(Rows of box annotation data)

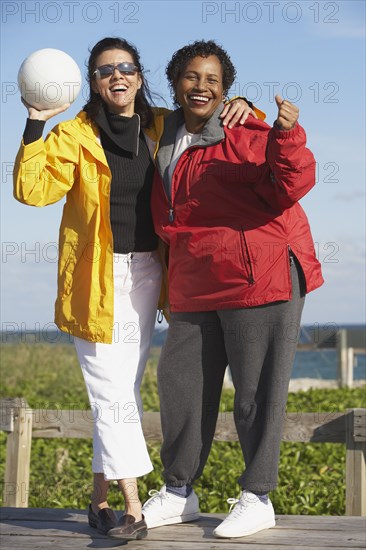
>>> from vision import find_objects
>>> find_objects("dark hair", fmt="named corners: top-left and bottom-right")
top-left (165, 40), bottom-right (236, 105)
top-left (84, 37), bottom-right (153, 128)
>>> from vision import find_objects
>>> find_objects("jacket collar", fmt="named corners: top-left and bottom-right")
top-left (156, 105), bottom-right (225, 188)
top-left (95, 108), bottom-right (140, 156)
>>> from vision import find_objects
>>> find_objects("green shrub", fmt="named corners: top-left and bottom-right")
top-left (0, 344), bottom-right (366, 515)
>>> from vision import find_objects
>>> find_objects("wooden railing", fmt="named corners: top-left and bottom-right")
top-left (0, 398), bottom-right (366, 516)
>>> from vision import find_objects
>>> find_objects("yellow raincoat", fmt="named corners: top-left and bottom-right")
top-left (14, 109), bottom-right (169, 343)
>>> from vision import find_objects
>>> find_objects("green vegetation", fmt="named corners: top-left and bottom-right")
top-left (0, 344), bottom-right (366, 515)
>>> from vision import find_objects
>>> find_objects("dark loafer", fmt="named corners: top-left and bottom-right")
top-left (108, 514), bottom-right (147, 540)
top-left (88, 504), bottom-right (117, 535)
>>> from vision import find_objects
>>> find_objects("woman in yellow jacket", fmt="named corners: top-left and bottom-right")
top-left (14, 38), bottom-right (254, 539)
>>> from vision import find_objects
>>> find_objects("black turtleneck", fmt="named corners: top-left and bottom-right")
top-left (23, 110), bottom-right (157, 254)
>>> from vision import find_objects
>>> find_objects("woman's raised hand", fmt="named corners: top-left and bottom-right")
top-left (220, 97), bottom-right (258, 128)
top-left (275, 94), bottom-right (299, 130)
top-left (21, 98), bottom-right (70, 121)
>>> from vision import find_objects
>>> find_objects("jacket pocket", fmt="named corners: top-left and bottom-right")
top-left (240, 228), bottom-right (255, 285)
top-left (58, 231), bottom-right (80, 297)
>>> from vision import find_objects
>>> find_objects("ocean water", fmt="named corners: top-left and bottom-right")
top-left (291, 349), bottom-right (366, 380)
top-left (0, 326), bottom-right (366, 380)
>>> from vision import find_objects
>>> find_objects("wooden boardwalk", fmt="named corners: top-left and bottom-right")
top-left (0, 508), bottom-right (366, 550)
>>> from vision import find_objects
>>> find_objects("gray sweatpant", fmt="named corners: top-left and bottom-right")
top-left (158, 258), bottom-right (305, 493)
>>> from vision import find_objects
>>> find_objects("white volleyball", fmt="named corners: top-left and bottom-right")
top-left (18, 48), bottom-right (81, 111)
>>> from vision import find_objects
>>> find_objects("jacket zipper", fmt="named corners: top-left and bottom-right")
top-left (241, 231), bottom-right (255, 285)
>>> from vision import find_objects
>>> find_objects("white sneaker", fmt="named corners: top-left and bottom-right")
top-left (214, 491), bottom-right (276, 538)
top-left (142, 485), bottom-right (199, 529)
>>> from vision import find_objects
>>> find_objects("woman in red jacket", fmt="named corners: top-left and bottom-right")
top-left (143, 41), bottom-right (323, 537)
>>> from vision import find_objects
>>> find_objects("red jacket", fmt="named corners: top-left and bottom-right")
top-left (152, 110), bottom-right (323, 312)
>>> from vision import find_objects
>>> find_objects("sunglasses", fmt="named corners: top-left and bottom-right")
top-left (93, 61), bottom-right (138, 78)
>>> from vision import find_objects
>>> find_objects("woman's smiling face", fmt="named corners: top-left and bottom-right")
top-left (175, 55), bottom-right (224, 133)
top-left (93, 49), bottom-right (142, 116)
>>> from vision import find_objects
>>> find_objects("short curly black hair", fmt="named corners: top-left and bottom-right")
top-left (165, 40), bottom-right (236, 106)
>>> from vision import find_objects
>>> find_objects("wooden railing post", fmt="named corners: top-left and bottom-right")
top-left (4, 398), bottom-right (32, 508)
top-left (346, 409), bottom-right (366, 516)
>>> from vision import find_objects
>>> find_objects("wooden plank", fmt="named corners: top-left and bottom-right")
top-left (2, 522), bottom-right (365, 549)
top-left (0, 398), bottom-right (19, 433)
top-left (27, 409), bottom-right (346, 443)
top-left (352, 409), bottom-right (366, 442)
top-left (0, 507), bottom-right (366, 531)
top-left (2, 509), bottom-right (366, 550)
top-left (1, 536), bottom-right (365, 550)
top-left (346, 410), bottom-right (366, 516)
top-left (4, 398), bottom-right (32, 507)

Exercise brief: Repeat the lines of the data above word for word, leaving out the pictures.

Answer:
>>> from vision import find_objects
>>> find_objects("dark hair", fmt="named corners: top-left and bottom-right")
top-left (165, 40), bottom-right (236, 105)
top-left (84, 37), bottom-right (153, 128)
>>> from vision import find_objects
>>> find_objects("jacket collar", fmt="named corners: top-left and bottom-right")
top-left (156, 105), bottom-right (225, 188)
top-left (95, 108), bottom-right (140, 156)
>>> from vision import find_objects
>>> find_objects("green shrub", fmt="named corners: top-left and bottom-right")
top-left (0, 344), bottom-right (366, 515)
>>> from vision import find_objects
>>> find_objects("wooden railing", fmt="named corners: top-left and bottom-right")
top-left (0, 398), bottom-right (366, 516)
>>> from vision import find_objects
>>> find_objects("yellow raincoat", fmt="named corners: top-left and bottom-right")
top-left (14, 109), bottom-right (169, 343)
>>> from vision import find_objects
>>> find_objects("green vegetation", fmt="named corners: top-left and bottom-right")
top-left (0, 344), bottom-right (366, 515)
>>> from vision import find_objects
>>> find_objects("dark loafer", fmt="named corners: top-left and bottom-right")
top-left (108, 514), bottom-right (147, 540)
top-left (88, 504), bottom-right (117, 535)
>>> from vision import find_objects
>>> find_objects("woman in yellow jacket", fmt="named corners: top-left and bottom-right")
top-left (14, 38), bottom-right (254, 539)
>>> from vision import find_objects
>>> find_objects("black turtleneck", fmt="named corners: top-left and bottom-right")
top-left (23, 110), bottom-right (157, 254)
>>> from vision import find_objects
>>> find_objects("woman's raised hand", fmt="named corners: top-left and bottom-right")
top-left (220, 97), bottom-right (258, 128)
top-left (275, 94), bottom-right (299, 130)
top-left (21, 98), bottom-right (70, 121)
>>> from vision import find_objects
>>> find_objects("jacket pocket", fmt="named corners: top-left and bottom-right")
top-left (240, 228), bottom-right (255, 285)
top-left (58, 231), bottom-right (80, 297)
>>> from vision import find_objects
>>> find_objects("ocean water", fmt="named corners: top-left and bottom-right")
top-left (291, 349), bottom-right (366, 380)
top-left (0, 326), bottom-right (366, 380)
>>> from vision import find_objects
>>> find_objects("wooden boardwalk", fmt="named corners: top-left and bottom-right")
top-left (0, 508), bottom-right (366, 550)
>>> from vision import find_objects
>>> find_objects("gray sweatpant", fmt="named corners: top-left and bottom-right")
top-left (158, 258), bottom-right (305, 493)
>>> from vision import find_objects
>>> find_objects("white volleyball", fmt="named corners: top-left and bottom-right")
top-left (18, 48), bottom-right (81, 111)
>>> from vision import find_objects
>>> find_objects("jacket zipper", fmt="named corners: top-left and bottom-right")
top-left (241, 231), bottom-right (255, 285)
>>> from vision import find_objects
>>> find_objects("white sneaker", fmt="named corners: top-left and bottom-right")
top-left (214, 491), bottom-right (276, 538)
top-left (142, 485), bottom-right (199, 529)
>>> from vision import find_objects
>>> find_objects("woman in red jacket", fmt="named corners: top-left and bottom-right")
top-left (143, 41), bottom-right (323, 537)
>>> from vision import find_objects
>>> find_objects("red jacket", fmt="named corners: top-left and bottom-right")
top-left (152, 110), bottom-right (323, 312)
>>> from vision import find_objects
>>> find_objects("sunglasses", fmt="named corners: top-left and bottom-right")
top-left (93, 61), bottom-right (138, 78)
>>> from vision import find_objects
>>> find_objects("woman's smiling face", fmt="named corners: top-left and bottom-right")
top-left (175, 55), bottom-right (224, 133)
top-left (93, 49), bottom-right (142, 116)
>>> from vision import find_objects
>>> find_objects("short curly black hair", fmt="named corners: top-left and bottom-right")
top-left (165, 40), bottom-right (236, 106)
>>> from vision import find_objects
>>> find_objects("wooden railing post", fmt="named corners: top-left and bottom-right")
top-left (4, 398), bottom-right (32, 508)
top-left (346, 409), bottom-right (366, 516)
>>> from vision import find_objects
>>> find_objects("wooden plank", fmt="named corners: top-left and bottom-right")
top-left (2, 522), bottom-right (365, 549)
top-left (0, 398), bottom-right (19, 433)
top-left (27, 409), bottom-right (346, 443)
top-left (352, 409), bottom-right (366, 442)
top-left (0, 507), bottom-right (366, 531)
top-left (2, 509), bottom-right (366, 550)
top-left (1, 536), bottom-right (365, 550)
top-left (346, 410), bottom-right (366, 516)
top-left (4, 398), bottom-right (32, 507)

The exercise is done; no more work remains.